_Textauszug:_
# # # # # # #
Bild: Könnten in elf Jahren aus der Sozialbindung fallen: Gartenheim-Häuser i…
Karlsruhe taz | Für frei finanzierte Sozialwohnungen kann es keine
unbefristete Sozialbindung geben. Entsprechende Vereinbarungen seien
„unwirksam“, entschied jetzt der Bundesgerichtshof (BGH).
Im konkreten Fall hat die Stadt Langenhagen bei Hannover einer
Wohnungsgesellschaft im Jahr 1995 Grundstücke verkauft. Die Gesellschaft
musste dafür nur einen reduzierten Preis bezahlen und bekam sogar noch
zinsgünstige Darlehen. Im Gegenzug wurde im Grundbuch eingetragen, dass die
Mieten in den entstehenden Häusern besonders günstig sein müssen und dass
die Stadt für die Wohnungen ein dauerhaftes Belegungsrecht hat. Mit anderen
Worten sollen sie nur an Personen mit einem Wohnberechtigungsschein
vermietet werden dürfen.
# # # # # # #
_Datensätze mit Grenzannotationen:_

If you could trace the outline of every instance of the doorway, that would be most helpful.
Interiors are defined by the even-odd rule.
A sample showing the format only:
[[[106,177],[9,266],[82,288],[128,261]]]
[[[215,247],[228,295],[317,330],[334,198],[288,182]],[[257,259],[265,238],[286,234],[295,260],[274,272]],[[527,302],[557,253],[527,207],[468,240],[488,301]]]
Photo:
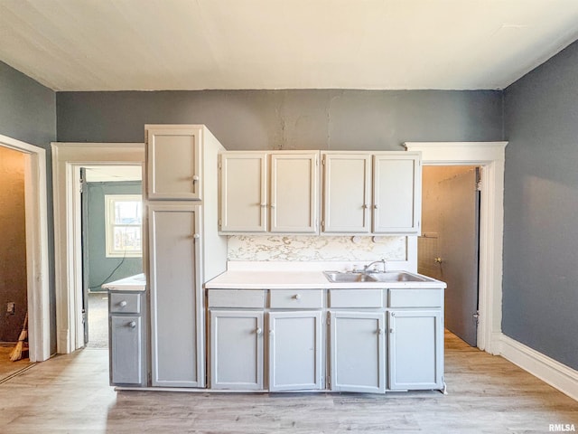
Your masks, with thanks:
[[[425,165],[479,165],[480,285],[478,348],[490,354],[502,350],[502,257],[504,235],[504,159],[508,142],[406,142],[420,151]]]
[[[108,347],[102,285],[143,272],[142,167],[87,165],[80,173],[84,345]]]
[[[447,283],[445,328],[477,346],[480,168],[423,169],[418,272]]]
[[[144,163],[144,143],[52,143],[57,352],[84,346],[80,167]]]
[[[5,312],[8,310],[6,305],[2,307],[5,310],[5,315],[18,318],[15,322],[20,324],[13,324],[17,327],[18,338],[23,328],[23,321],[21,320],[28,312],[26,328],[29,359],[33,363],[42,362],[47,360],[51,355],[46,151],[33,145],[2,135],[0,135],[0,150],[10,152],[12,156],[17,156],[21,165],[20,171],[23,171],[24,215],[21,215],[18,220],[20,220],[19,224],[22,225],[23,222],[25,227],[23,229],[23,246],[21,244],[19,247],[21,265],[16,265],[19,272],[23,272],[23,276],[21,275],[17,280],[20,282],[19,286],[25,287],[25,295],[21,291],[23,297],[20,297],[14,306],[14,316]],[[6,162],[5,156],[5,155],[0,158],[4,163]],[[5,183],[2,184],[5,187],[6,185]],[[19,188],[22,189],[22,185]],[[22,191],[20,193],[22,193]],[[9,209],[12,203],[12,199],[6,200],[8,202],[3,204],[5,211]],[[22,232],[22,229],[21,227],[20,232]],[[8,243],[6,242],[6,244]],[[25,251],[23,258],[22,256],[23,248]],[[8,253],[9,259],[11,252]],[[5,268],[12,267],[12,265],[7,266],[4,259],[2,263]],[[11,274],[8,283],[9,286],[12,286],[14,276],[11,270],[8,269],[7,272]]]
# # # # # # #
_Aufgabenstellung:_
1) Welches Gericht hat laut dem Text zur Sozialbindung entschieden, dass unbefristete Sozialbindungen für frei finanzierte Sozialwohnungen unwirksam sind?
2) Fasse bitte den Absatz des Textes zur Sozialbindung, der mit „Im konkreten Fall“ beginnt, als Stichpunktliste zusammen und behalte dabei die wesentlichen Fakten bei.
3) Schreibe den Text zur Sozialbindung im Anschluss an seinen letzten Satz weiter.

_Antworten:_
1) Der Bundesgerichtshof (BGH).

2)
- Die Stadt Langenhagen bei Hannover verkaufte 1995 einer Wohnungsgesellschaft Grundstücke.
- Die Gesellschaft zahlte nur einen reduzierten Preis und erhielt zusätzlich zinsgünstige Darlehen.
- Im Gegenzug wurde im Grundbuch eingetragen, dass die Mieten in den neuen Häusern besonders günstig sein müssen.
- Die Stadt erhielt ein dauerhaftes Belegungsrecht für die Wohnungen.
- Vermietet werden darf nur an Personen mit Wohnberechtigungsschein.

3)
Die Langenhagener Grundstücke wurden alsbald von der Genossenschaft
Gartenheim gekauft, die darauf 52 Sozialwohnungen in vierstöckigen
Wohnblöcken errichtete. Nach 20 Jahren wollte sich die Genossenschaft
jedoch von der Sozialbindung befreien und beantragte eine Änderung des
Grundbuchs.
„Ein unbefristetes Belegrecht ist ein ewiger ökonomischer Nachteil“,
argumentierte der Geschäftsführer der Genossenschaft, Günter Haese. Die
Stadt weigerte sich jedoch und verwies auf den geschlossenen Vertrag, der
nun mal eine unbefristete Sozialbindung vorsehe. Die Genossenschaft klagte,
verlor aber vor dem Landgericht Hannover und vor dem Oberlandesgericht
(OLG) in Celle. Doch die Genossenschaft gab nicht auf und zog vor den
Bundesgerichtshof in Karlsruhe.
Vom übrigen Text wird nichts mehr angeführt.